WHAT YOU HAVE TO DO -
Pick out every line in the data below that contains the word "black" and copy each one. Case counts.
::::::::
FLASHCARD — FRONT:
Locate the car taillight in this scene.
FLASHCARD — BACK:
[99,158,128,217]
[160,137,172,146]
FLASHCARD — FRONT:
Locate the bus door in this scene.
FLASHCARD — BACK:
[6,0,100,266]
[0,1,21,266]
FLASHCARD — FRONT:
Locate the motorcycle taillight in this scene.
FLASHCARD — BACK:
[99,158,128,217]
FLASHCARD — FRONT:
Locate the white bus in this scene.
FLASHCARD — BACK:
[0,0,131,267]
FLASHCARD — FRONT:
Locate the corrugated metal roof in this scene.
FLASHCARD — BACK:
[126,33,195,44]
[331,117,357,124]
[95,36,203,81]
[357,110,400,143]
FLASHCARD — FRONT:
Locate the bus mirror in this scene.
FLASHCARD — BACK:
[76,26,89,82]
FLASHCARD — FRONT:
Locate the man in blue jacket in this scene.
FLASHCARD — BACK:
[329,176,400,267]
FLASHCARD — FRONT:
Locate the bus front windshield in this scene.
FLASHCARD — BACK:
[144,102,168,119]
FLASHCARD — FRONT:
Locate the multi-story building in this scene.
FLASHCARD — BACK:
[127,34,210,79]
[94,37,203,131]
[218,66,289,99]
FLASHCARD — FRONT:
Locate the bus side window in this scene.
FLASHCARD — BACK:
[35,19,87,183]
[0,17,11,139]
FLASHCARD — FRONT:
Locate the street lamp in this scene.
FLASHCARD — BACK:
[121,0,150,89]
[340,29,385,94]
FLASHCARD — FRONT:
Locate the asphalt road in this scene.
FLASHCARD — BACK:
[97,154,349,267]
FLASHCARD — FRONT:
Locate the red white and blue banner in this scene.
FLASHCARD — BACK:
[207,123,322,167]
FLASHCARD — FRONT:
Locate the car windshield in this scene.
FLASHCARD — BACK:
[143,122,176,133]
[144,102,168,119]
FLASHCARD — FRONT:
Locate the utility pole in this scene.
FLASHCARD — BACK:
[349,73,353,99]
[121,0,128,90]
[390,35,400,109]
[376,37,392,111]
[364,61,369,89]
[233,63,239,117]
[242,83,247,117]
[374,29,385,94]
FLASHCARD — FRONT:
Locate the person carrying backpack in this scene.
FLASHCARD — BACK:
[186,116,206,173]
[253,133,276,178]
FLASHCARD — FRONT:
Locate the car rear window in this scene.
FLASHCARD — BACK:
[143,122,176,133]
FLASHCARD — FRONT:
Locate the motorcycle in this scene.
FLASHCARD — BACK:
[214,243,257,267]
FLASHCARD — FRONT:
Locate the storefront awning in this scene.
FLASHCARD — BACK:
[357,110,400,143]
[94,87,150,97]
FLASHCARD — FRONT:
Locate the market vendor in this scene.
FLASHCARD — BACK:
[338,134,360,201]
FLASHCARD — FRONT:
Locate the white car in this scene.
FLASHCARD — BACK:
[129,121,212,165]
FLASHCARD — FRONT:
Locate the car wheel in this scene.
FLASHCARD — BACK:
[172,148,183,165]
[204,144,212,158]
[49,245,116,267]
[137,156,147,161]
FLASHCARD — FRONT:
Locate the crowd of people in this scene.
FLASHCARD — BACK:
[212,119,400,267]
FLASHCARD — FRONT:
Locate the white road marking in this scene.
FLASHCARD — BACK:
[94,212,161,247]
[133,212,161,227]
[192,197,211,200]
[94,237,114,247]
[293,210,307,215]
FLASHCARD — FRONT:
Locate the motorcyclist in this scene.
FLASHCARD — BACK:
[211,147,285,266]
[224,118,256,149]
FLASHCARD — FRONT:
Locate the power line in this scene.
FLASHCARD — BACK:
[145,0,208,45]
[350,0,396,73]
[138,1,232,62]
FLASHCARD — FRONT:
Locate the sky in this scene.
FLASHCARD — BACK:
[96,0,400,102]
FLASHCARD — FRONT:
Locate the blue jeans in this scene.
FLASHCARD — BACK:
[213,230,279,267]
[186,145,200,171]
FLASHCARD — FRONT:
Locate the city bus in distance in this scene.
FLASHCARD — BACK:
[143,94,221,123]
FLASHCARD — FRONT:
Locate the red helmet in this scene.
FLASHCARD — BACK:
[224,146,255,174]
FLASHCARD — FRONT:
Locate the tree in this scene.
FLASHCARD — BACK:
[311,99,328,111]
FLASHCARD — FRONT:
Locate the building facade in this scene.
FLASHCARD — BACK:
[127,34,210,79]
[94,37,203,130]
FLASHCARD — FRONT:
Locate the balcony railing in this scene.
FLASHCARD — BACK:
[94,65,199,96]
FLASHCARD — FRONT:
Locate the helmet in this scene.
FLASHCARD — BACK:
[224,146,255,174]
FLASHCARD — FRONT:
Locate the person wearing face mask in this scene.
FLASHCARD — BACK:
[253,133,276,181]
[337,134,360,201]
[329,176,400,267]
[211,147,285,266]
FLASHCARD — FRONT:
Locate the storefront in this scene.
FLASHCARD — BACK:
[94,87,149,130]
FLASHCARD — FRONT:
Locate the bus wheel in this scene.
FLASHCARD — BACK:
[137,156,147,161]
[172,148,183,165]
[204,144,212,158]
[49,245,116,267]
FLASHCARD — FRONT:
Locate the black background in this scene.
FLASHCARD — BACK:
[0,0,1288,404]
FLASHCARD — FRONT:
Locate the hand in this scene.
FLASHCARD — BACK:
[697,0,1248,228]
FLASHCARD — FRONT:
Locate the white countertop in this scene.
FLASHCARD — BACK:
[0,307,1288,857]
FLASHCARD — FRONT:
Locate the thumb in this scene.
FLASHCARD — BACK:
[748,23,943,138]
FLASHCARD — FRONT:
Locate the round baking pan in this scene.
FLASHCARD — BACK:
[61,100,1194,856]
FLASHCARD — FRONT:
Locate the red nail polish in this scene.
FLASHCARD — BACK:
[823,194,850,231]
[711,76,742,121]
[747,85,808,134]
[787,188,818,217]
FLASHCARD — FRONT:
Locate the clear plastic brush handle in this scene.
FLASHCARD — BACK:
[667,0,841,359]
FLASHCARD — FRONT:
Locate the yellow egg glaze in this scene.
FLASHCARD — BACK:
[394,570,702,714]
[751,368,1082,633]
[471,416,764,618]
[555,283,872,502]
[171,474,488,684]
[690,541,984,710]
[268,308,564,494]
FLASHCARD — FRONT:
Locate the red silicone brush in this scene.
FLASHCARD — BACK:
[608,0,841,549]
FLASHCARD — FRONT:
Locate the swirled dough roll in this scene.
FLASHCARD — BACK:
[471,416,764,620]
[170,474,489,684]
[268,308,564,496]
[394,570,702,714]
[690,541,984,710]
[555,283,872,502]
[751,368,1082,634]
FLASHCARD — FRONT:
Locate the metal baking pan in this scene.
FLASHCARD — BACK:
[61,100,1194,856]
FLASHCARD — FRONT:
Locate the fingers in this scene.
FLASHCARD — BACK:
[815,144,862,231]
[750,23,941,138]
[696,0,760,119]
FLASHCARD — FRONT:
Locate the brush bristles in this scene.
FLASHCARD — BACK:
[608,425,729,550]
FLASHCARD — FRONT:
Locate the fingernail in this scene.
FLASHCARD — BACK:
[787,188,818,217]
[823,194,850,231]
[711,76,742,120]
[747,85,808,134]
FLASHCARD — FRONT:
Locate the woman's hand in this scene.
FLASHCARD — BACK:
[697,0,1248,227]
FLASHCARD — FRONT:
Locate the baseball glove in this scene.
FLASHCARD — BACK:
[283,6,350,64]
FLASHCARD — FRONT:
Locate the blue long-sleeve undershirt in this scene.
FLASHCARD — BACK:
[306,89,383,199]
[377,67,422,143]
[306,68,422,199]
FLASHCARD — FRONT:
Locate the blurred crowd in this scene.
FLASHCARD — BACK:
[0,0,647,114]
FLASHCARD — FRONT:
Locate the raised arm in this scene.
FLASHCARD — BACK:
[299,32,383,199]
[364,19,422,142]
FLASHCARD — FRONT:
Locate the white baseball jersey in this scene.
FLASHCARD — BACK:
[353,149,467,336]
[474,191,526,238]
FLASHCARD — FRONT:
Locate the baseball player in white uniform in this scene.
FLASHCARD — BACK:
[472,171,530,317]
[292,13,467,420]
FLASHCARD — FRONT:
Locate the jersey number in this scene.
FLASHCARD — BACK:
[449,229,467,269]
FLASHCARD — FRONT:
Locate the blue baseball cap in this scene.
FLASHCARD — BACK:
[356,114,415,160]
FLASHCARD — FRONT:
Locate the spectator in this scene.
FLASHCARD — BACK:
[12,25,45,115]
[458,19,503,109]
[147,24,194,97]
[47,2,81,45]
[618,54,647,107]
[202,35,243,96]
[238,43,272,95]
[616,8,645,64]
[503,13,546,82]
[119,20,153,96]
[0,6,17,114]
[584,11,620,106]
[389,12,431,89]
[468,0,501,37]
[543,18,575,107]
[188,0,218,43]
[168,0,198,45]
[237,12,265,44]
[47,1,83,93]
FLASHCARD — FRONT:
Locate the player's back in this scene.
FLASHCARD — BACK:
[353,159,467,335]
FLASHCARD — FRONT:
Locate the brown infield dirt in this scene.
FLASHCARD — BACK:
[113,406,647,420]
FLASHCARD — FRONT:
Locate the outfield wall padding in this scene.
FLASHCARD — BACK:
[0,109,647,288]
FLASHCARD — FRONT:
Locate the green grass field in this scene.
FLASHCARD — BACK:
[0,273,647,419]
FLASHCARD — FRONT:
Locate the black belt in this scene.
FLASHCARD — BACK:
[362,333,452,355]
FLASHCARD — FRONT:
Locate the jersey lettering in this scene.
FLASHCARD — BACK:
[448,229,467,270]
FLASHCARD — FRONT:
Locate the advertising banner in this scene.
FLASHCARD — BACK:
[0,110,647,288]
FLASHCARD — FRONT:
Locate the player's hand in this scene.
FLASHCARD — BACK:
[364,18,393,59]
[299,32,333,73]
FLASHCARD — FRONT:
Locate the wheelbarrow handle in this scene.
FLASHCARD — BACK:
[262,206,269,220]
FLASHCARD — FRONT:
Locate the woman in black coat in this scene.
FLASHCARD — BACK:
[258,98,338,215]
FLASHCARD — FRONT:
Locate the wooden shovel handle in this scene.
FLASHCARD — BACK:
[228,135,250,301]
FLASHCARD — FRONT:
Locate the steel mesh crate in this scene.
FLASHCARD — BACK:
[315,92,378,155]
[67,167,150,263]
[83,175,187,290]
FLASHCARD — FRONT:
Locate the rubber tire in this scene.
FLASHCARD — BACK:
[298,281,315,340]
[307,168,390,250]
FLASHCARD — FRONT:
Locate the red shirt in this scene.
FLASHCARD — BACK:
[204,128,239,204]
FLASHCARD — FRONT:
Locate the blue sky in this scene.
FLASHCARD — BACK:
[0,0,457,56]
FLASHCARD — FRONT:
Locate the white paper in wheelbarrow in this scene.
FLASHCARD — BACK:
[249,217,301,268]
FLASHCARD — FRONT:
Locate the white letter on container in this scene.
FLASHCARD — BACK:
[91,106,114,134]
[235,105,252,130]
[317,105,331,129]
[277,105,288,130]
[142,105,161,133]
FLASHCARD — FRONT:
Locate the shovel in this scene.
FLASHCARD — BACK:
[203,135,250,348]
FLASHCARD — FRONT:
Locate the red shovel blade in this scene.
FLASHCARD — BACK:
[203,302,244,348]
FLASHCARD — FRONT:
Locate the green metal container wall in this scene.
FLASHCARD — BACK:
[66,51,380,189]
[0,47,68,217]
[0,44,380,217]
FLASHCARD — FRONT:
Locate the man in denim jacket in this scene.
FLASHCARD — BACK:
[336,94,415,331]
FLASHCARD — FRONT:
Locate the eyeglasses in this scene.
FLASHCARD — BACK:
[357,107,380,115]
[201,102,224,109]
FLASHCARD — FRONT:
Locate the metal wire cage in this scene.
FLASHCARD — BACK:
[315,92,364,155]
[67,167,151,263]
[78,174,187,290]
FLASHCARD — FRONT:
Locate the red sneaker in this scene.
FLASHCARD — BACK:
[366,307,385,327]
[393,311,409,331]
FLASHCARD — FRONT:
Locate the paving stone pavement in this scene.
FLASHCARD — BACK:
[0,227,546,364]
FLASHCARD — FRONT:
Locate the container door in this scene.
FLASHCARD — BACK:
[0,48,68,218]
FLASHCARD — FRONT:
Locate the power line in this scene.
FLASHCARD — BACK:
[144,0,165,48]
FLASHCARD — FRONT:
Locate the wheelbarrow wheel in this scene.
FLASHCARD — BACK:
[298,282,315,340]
::::::::
OUTPUT BELOW -
Locate the black background in this scene.
Locate the black belt in this scene.
Locate the woman in black coat in this scene.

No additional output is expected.